● INSTRUCTIONS FOR THE TASK
Write out the entries below again, switching every "Detection query" to "Search query" and keeping everything else the same. Leave the pictures out.

● EXERCISE INPUT
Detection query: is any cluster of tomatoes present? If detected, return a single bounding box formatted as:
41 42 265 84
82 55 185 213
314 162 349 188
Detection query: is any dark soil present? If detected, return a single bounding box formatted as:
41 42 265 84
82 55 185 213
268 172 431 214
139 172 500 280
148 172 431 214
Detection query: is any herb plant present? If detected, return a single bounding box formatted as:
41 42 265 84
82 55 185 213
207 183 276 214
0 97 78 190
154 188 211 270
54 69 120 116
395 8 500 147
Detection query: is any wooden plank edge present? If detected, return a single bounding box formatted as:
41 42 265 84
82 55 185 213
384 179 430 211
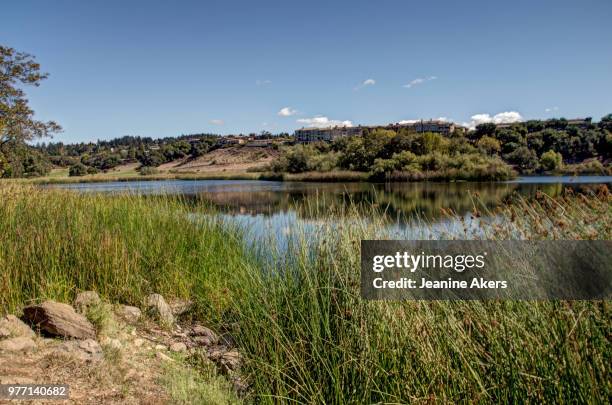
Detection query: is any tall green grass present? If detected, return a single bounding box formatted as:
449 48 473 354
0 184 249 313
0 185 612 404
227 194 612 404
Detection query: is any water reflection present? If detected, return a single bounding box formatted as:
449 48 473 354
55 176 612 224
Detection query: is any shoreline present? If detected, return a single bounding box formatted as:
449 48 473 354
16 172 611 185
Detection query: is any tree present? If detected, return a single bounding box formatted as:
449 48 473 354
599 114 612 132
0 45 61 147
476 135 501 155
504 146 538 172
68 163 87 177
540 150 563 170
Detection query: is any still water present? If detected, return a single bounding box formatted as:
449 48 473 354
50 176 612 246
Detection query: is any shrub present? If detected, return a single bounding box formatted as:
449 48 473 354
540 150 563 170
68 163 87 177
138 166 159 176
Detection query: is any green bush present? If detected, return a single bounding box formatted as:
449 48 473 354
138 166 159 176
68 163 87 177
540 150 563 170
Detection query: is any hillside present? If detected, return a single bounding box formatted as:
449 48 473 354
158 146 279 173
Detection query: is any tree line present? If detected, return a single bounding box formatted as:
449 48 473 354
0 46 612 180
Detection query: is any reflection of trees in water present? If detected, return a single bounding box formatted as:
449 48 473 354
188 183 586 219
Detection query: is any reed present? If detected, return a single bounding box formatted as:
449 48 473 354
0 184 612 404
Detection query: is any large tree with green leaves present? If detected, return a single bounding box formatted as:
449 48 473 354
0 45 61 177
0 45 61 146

● SOLUTION TO THIS PROBLEM
Search query: is any cluster of tomatoes present? If detected, return a single bounding box formatted as:
41 42 265 84
82 55 185 213
314 162 349 188
Search query: is any dark soil present? If detected, return a single bounding box formatted as:
41 42 265 84
82 55 185 213
268 172 431 214
139 172 500 280
148 172 431 214
Search query: is any herb plant present? If detected, return a single bounding box formatted as:
41 42 265 84
82 55 185 213
207 183 276 214
0 97 78 190
154 188 211 270
54 69 120 116
395 8 500 147
Search query: is any wooden plank edge present? If detected, return a single bounding box formatted as:
41 42 265 84
82 55 185 213
384 179 430 211
Search query: is any tall green grass present? If detected, return a single bounding box formatted as:
449 48 473 354
0 184 249 313
0 185 612 404
227 194 612 404
Search query: is any water reflection present? If detected, return a single bounding box formatted as:
449 48 473 354
55 176 612 224
Search query: is any shoreline present? If detected, return a single bounding box formatted as:
449 48 473 354
16 172 611 185
Search query: is any tree present? If detected, return a single bounding box formatted as:
449 48 473 354
599 114 612 132
0 45 61 147
476 135 501 155
504 146 538 172
68 163 87 177
540 150 563 170
Search query: is any still water present? If detected, return a single bounding box formatted as:
449 48 473 354
50 176 612 246
Search query: is any shrub present? If detected, return a single bounding box formatted as:
449 48 473 354
540 150 563 170
68 163 87 177
138 166 159 176
Search query: is any green bush present? If detected, return a single bounding box formatted as:
449 48 473 354
138 166 159 176
68 163 87 177
540 150 563 170
Search query: is any hillside present? If detected, return a single bounding box formatted as:
449 48 473 354
158 146 279 173
Search query: is any tree line present? If detected, return a single bounding box formatted as:
449 48 473 354
0 46 612 180
Search query: is any reflection of trees in water present? If detected, return a single bounding box formatted as:
449 48 473 354
188 183 586 219
Search query: is any reed present? If detected, return a single bounding box formatted as:
449 48 473 354
0 184 612 404
Search query: is any large tree with green leaves present? If detected, return a single bounding box formatted as:
449 48 473 354
0 45 61 177
0 45 61 146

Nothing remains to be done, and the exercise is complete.